• [課題内容]: 龍神ガガとの朝の会話を描いた文章から、「偉大なる龍神様は先日、仙台で」から「そこが僕たちが見習うべきところだろう。」までを一字も改変せずに再掲してください。
━━━━━ 引用文
「おはよーだがね!!」





ガガだ。

僕はキーを叩く指を止めた。


「お、おはようございます。こんなに朝早く珍しいですね」


きっと、なにかを思い立ったに違いない。だいたいいつもこうなのだ。



「皆でぱれえどをしようではないか!!我も手を振ってみたいがね!!」



妻ワカが眠そうな目をこすりながらガガの声を代弁した。


「パレード?」

ははぁ、なるほど・・・




偉大なる龍神様は先日、仙台で行われた羽生結弦選手のパレードに影響されたらしい(笑)。


「っていうかガガ、手振れないじゃん。だいたい見えないでしょうに」

ワカが欠伸をしながらつぶやく。


「そこはおまえたちがなんとかしたまえ」


「無茶言わないでください。しかしガガさんはホント、自分のしたいことに貪欲ですね」

そこが僕たちが見習うべきところだろう。


ガガは言った。

「まずは自分が満足しなければ、誰かを助けることなどできんがね」

 


「ははあ、そういうもんでしょうか」

僕はうーむと腕を組んだ。
━━━━━━━━━━
━━━━━ データ抜粋
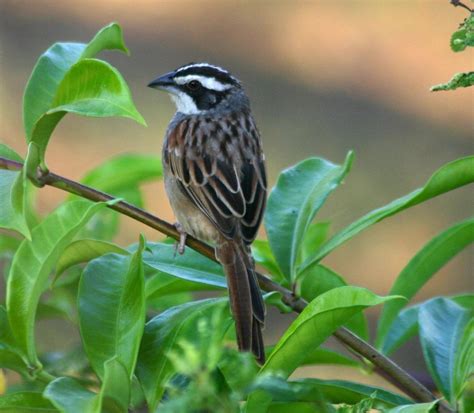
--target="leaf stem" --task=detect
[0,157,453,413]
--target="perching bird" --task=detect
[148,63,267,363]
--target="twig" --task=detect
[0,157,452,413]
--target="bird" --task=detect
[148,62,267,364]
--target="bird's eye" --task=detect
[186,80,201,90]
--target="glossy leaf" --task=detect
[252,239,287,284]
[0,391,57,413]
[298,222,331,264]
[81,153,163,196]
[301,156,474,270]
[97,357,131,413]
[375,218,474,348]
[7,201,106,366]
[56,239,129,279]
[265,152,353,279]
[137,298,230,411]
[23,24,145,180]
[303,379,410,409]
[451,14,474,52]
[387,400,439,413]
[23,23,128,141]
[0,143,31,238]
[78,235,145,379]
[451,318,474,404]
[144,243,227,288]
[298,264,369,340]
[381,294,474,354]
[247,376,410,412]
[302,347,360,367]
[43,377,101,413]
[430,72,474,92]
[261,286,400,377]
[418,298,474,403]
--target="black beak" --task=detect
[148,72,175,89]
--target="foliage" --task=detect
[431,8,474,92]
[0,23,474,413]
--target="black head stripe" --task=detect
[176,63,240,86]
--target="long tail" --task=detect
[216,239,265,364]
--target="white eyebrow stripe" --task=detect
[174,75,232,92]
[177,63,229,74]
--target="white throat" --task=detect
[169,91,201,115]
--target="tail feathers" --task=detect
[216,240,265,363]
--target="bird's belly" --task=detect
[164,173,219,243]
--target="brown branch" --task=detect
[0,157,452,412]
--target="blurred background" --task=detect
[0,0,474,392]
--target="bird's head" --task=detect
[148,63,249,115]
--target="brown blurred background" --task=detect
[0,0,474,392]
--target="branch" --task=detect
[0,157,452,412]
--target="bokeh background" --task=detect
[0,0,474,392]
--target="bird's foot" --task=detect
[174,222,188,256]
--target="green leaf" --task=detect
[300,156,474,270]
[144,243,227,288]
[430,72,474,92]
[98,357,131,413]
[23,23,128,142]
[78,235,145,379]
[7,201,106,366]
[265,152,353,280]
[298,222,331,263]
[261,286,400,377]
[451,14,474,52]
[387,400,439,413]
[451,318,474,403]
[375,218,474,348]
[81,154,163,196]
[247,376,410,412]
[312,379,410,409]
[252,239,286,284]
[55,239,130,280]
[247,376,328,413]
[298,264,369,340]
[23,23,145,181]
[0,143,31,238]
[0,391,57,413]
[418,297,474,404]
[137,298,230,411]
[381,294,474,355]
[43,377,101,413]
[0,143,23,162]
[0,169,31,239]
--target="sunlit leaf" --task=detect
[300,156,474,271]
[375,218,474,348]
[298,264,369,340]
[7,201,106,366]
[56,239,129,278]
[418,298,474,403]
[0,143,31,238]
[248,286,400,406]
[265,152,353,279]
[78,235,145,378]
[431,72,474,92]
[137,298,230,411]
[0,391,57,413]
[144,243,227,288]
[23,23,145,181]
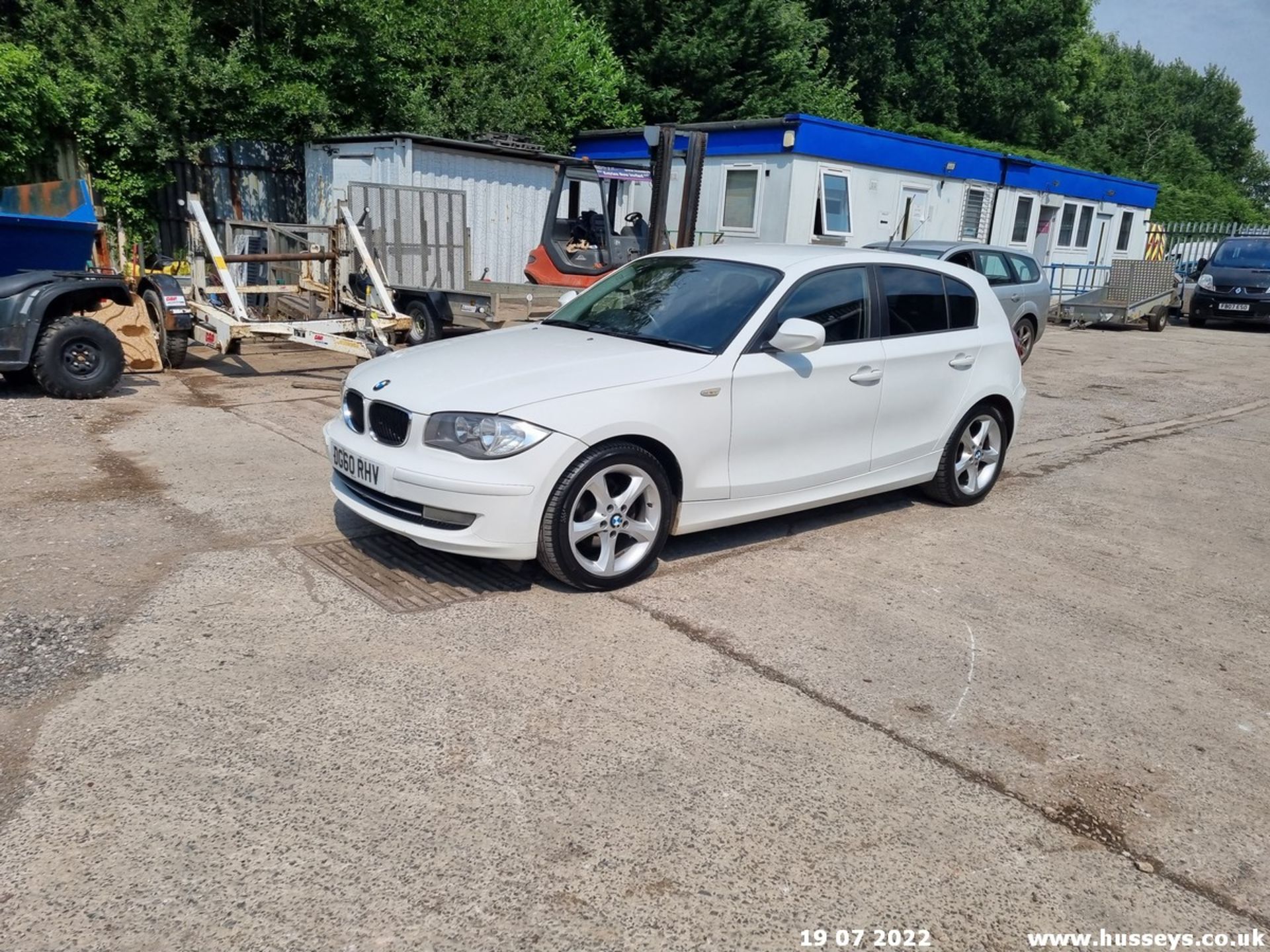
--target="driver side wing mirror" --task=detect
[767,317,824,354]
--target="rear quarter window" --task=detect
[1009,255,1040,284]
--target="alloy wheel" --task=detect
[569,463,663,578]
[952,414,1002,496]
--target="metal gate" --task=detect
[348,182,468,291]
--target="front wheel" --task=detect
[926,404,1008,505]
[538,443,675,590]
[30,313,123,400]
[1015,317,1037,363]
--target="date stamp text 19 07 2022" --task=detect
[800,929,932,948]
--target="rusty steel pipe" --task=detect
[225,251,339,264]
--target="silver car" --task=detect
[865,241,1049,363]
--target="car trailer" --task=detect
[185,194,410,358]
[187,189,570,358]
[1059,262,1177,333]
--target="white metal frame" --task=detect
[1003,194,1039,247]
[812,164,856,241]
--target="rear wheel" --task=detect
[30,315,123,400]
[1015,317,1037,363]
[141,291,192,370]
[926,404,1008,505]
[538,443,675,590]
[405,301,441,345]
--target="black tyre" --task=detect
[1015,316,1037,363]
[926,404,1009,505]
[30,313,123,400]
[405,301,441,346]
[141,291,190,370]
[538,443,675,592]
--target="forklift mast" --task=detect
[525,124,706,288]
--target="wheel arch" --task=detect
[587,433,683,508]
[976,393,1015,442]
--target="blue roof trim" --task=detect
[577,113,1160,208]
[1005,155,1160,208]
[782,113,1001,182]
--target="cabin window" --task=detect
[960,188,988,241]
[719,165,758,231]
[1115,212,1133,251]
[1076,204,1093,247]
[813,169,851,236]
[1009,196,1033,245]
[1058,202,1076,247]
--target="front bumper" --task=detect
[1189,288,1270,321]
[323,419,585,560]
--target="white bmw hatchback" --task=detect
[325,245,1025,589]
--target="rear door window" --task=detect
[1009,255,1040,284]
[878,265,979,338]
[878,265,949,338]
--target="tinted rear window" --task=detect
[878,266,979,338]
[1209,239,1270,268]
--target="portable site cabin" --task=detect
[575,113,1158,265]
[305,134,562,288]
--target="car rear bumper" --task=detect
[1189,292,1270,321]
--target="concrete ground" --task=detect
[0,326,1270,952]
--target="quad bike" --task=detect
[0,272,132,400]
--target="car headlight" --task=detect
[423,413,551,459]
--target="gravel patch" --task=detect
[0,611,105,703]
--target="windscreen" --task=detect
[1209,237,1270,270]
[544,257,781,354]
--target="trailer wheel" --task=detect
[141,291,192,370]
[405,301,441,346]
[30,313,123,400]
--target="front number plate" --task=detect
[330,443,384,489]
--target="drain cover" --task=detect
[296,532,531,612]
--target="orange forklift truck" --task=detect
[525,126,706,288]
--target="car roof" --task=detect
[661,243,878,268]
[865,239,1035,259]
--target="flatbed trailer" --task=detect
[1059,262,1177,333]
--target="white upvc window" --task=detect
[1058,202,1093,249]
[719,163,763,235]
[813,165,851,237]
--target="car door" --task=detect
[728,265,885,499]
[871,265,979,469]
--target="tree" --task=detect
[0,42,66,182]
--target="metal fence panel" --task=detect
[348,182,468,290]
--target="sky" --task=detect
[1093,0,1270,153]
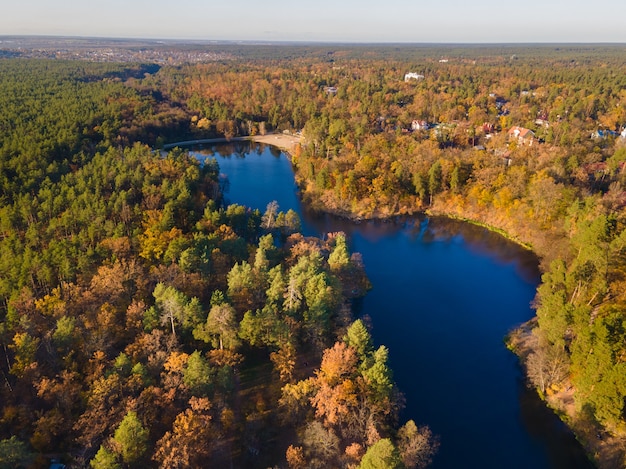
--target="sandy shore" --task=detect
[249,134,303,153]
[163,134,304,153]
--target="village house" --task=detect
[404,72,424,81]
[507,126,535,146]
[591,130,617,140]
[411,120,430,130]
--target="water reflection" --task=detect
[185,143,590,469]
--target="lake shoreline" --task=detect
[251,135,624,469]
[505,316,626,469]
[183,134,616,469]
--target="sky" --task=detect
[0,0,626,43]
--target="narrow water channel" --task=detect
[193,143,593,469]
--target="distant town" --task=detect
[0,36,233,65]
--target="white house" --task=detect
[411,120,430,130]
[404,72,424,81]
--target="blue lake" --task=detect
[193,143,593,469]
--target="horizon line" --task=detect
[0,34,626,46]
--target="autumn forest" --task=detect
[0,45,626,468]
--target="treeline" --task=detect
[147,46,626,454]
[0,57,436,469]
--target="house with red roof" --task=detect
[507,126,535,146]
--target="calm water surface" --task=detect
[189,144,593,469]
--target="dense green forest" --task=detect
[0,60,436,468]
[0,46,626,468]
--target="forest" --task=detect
━━━━━━━━━━
• [結果は以下]:
偉大なる龍神様は先日、仙台で行われた羽生結弦選手のパレードに影響されたらしい(笑)。


「っていうかガガ、手振れないじゃん。だいたい見えないでしょうに」

ワカが欠伸をしながらつぶやく。


「そこはおまえたちがなんとかしたまえ」


「無茶言わないでください。しかしガガさんはホント、自分のしたいことに貪欲ですね」

そこが僕たちが見習うべきところだろう。